-- START OF Task data --

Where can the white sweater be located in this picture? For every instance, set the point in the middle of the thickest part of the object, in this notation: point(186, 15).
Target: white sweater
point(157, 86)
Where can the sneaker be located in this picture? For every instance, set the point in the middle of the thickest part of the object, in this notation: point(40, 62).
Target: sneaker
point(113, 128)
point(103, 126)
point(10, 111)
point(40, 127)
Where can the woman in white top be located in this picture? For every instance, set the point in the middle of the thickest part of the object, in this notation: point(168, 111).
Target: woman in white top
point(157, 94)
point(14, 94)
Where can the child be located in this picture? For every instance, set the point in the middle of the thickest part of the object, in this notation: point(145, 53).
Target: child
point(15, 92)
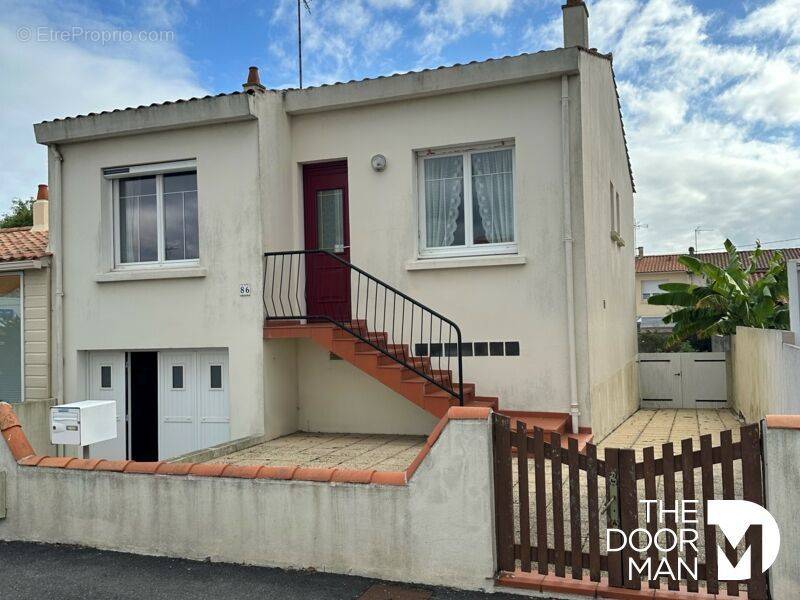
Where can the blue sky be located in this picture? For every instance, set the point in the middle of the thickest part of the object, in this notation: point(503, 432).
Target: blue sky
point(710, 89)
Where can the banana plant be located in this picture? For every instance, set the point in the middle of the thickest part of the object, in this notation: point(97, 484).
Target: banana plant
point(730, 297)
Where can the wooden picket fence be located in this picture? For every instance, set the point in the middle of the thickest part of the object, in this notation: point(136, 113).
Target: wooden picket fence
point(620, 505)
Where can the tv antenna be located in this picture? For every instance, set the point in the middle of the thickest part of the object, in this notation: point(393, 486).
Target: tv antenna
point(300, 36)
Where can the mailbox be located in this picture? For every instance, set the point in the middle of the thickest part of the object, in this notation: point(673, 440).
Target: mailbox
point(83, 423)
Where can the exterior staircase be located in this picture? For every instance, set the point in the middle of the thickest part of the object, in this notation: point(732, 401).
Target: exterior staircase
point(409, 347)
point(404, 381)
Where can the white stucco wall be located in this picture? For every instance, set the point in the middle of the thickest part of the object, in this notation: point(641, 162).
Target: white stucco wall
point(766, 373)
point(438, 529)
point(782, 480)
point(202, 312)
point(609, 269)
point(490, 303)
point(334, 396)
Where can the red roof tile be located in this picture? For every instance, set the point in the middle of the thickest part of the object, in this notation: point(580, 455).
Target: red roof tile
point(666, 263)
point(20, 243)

-- END OF Task data --
-- START OF Task data --

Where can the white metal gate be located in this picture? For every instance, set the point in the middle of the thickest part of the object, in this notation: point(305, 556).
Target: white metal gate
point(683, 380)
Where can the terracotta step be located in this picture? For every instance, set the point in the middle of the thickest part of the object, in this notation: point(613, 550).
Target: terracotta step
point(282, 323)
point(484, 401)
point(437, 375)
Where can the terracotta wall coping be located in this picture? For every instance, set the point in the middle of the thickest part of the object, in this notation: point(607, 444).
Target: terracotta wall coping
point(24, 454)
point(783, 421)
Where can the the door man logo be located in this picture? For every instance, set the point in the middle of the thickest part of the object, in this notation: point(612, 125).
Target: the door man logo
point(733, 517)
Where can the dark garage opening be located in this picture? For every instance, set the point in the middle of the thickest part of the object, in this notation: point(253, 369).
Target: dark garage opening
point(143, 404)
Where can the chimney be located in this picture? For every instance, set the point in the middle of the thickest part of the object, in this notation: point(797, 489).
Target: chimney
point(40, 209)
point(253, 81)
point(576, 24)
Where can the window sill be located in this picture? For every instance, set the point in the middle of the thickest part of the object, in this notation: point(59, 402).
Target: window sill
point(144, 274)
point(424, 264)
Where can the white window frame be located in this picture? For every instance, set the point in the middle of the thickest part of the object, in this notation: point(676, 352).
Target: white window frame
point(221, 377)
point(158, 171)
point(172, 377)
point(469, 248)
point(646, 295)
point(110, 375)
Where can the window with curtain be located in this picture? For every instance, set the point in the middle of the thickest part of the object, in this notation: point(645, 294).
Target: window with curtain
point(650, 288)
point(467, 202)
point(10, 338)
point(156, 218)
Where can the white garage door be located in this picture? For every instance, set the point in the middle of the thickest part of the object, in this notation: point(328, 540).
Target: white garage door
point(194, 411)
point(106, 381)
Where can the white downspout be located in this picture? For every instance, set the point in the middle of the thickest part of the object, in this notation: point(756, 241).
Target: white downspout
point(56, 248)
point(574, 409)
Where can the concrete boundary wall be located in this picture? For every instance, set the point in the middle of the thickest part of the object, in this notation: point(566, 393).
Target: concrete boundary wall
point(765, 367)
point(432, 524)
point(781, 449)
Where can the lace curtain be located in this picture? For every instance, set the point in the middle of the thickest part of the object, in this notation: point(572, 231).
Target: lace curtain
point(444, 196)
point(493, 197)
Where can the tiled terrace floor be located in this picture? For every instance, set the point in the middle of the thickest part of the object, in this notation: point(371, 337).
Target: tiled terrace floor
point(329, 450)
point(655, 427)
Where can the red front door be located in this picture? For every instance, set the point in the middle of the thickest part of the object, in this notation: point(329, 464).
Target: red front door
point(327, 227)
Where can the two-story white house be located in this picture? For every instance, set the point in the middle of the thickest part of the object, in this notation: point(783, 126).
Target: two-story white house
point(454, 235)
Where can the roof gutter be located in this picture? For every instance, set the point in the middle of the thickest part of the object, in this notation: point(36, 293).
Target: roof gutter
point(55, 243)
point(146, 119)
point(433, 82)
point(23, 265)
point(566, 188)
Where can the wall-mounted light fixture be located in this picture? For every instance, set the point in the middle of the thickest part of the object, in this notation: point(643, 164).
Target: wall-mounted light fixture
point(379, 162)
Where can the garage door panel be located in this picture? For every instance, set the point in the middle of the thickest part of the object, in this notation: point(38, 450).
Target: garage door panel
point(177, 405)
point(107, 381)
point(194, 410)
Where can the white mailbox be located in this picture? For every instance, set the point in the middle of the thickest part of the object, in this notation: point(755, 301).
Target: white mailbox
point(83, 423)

-- END OF Task data --

Return, word for word, the part of the records that opens with the line containing "Where can the sneaker" and closes with the line containing "point(15, 92)", including both of those lines.

Where can the sneaker be located in this picture? For every instance, set the point in the middle of the thickest part of the object, in this notation: point(40, 62).
Target: sneaker
point(113, 128)
point(103, 126)
point(10, 111)
point(40, 127)
Where can the woman in white top be located in this picture? For every instance, set the point in the middle of the thickest part of the object, in this notation: point(168, 111).
Target: woman in white top
point(157, 94)
point(14, 94)
Where can the child be located in this picture? For every instance, set the point in the middle of the thickest part of the object, in this notation: point(145, 53).
Target: child
point(15, 92)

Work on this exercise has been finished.